[OBJETIVOS]
• 1. ¿Puedes citar literalmente el fragmento del texto sobre Alhama de Almería que va desde "Pero no es solo" hasta "conduce a su casa."?
• 2. ¿Puedes poner en un CSV de dos columnas, texto y respuesta, el tramo del listado que va desde la línea que contiene "Target: shirt sleeve" hasta la que contiene "column 12, row 15", ambas incluidas? Cada fila debe llevar un texto y su respuesta, cada uno en un solo campo entre comillas, con los saltos de línea cambiados por espacios.

[TEXTO FUENTE]
++++++++++
Alhama de Almería La actividad en las calles de Alhama de Almería, que supera los 3.600 habitantes, no tiene este primer día de la fase cero de la desescalada nada que ver con los pequeños pueblos vecinos.El buen tiempo y los 27 grados de temperatura han animado a la población a echarse a la calle, aunque tampoco se trata de las aglomeraciones de deportistas y paseantes que se han visto en la capital y en otras grandes ciudades de España.
Carmen Hernández y Toñi, dos trabajadoras municipales, barren con alegría las calles del centro. “Esta mañana he visto corriendo a gente que nunca corre”, bromea Carmen, puesto que ambas coinciden en que, en Alhama, el confinamiento se ha cumplido también escrupulosamente, como prueba que solo se haya registrado un contagio.
Una de las principales arterias del pueblo, la avenida que lleva el nombre de Nicolás Salmerón, su más ilustre ciudadano y presidente de la Primera República, era al mediodía un continuo ir y venir de vecinos, algo que se puede acercar a la normalidad, por mucho que la mayoría de sus negocios se mantengan cerrados y de que, según apuntaba Emilio Burgos a la salida de una tienda con sus dos perritos bichón maltés, “es la misma gente que suele aprovechar estas horas para comprar cada día”.
Pero no es solo eso, porque por primera vez en mucho tiempo, los mayores han podido salir a la calle, aunque sea para sentarse en un banco. Es el caso de Nicolás Iborra, quien no recuerda cuántos años tiene -¿80, puede ser? se pregunta a sí mismo, mientras observa atentamente a los paseantes, asido a su bastón. “Cuando me canse, me subo para arriba, dice, absorto, mirando a la calle que conduce a su casa.
++++++++++
Identificación de ubicaciones
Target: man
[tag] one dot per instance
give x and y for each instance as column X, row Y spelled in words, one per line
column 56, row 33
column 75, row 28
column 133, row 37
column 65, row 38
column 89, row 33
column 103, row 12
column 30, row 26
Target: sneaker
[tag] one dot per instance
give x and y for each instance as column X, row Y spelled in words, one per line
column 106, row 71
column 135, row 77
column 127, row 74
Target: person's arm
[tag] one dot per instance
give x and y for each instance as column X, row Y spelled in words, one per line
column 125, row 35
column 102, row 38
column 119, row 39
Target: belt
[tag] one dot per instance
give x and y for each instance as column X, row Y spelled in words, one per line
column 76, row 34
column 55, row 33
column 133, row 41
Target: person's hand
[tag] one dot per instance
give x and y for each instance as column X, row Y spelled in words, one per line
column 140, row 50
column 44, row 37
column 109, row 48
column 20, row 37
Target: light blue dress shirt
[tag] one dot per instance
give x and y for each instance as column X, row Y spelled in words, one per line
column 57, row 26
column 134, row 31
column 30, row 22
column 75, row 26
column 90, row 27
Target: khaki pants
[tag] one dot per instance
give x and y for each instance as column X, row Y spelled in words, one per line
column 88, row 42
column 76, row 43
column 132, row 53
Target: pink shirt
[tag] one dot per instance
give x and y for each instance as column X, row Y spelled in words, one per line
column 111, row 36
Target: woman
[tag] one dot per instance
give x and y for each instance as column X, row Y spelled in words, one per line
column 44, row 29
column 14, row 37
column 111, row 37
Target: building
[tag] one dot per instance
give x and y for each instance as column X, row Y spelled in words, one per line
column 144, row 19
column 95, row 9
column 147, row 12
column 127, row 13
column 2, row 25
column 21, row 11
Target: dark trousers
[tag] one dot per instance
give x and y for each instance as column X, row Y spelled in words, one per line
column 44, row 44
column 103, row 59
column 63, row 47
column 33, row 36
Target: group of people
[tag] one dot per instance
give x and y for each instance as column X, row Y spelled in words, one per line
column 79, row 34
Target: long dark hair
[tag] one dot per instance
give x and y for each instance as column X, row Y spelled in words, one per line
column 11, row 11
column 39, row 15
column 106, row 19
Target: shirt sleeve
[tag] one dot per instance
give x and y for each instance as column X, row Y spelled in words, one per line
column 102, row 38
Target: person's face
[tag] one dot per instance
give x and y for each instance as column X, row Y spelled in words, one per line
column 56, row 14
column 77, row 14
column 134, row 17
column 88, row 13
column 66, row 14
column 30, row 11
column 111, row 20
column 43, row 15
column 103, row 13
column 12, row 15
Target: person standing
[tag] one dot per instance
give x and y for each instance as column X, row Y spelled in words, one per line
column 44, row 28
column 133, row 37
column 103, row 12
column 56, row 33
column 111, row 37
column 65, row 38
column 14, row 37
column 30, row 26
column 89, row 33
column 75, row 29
++++++++++
[SOLUCIONES]
• 1.
Pero no es solo eso, porque por primera vez en mucho tiempo, los mayores han podido salir a la calle, aunque sea para sentarse en un banco. Es el caso de Nicolás Iborra, quien no recuerda cuántos años tiene -¿80, puede ser? se pregunta a sí mismo, mientras observa atentamente a los paseantes, asido a su bastón. “Cuando me canse, me subo para arriba, dice, absorto, mirando a la calle que conduce a su casa.

• 2.
texto,respuesta
"Target: shirt sleeve [tag] one dot per instance give x and y for each instance as column X, row Y spelled in words, one per line","column 102, row 38"
"Target: person's face [tag] one dot per instance give x and y for each instance as column X, row Y spelled in words, one per line","column 56, row 14 column 77, row 14 column 134, row 17 column 88, row 13 column 66, row 14 column 30, row 11 column 111, row 20 column 43, row 15 column 103, row 13 column 12, row 15"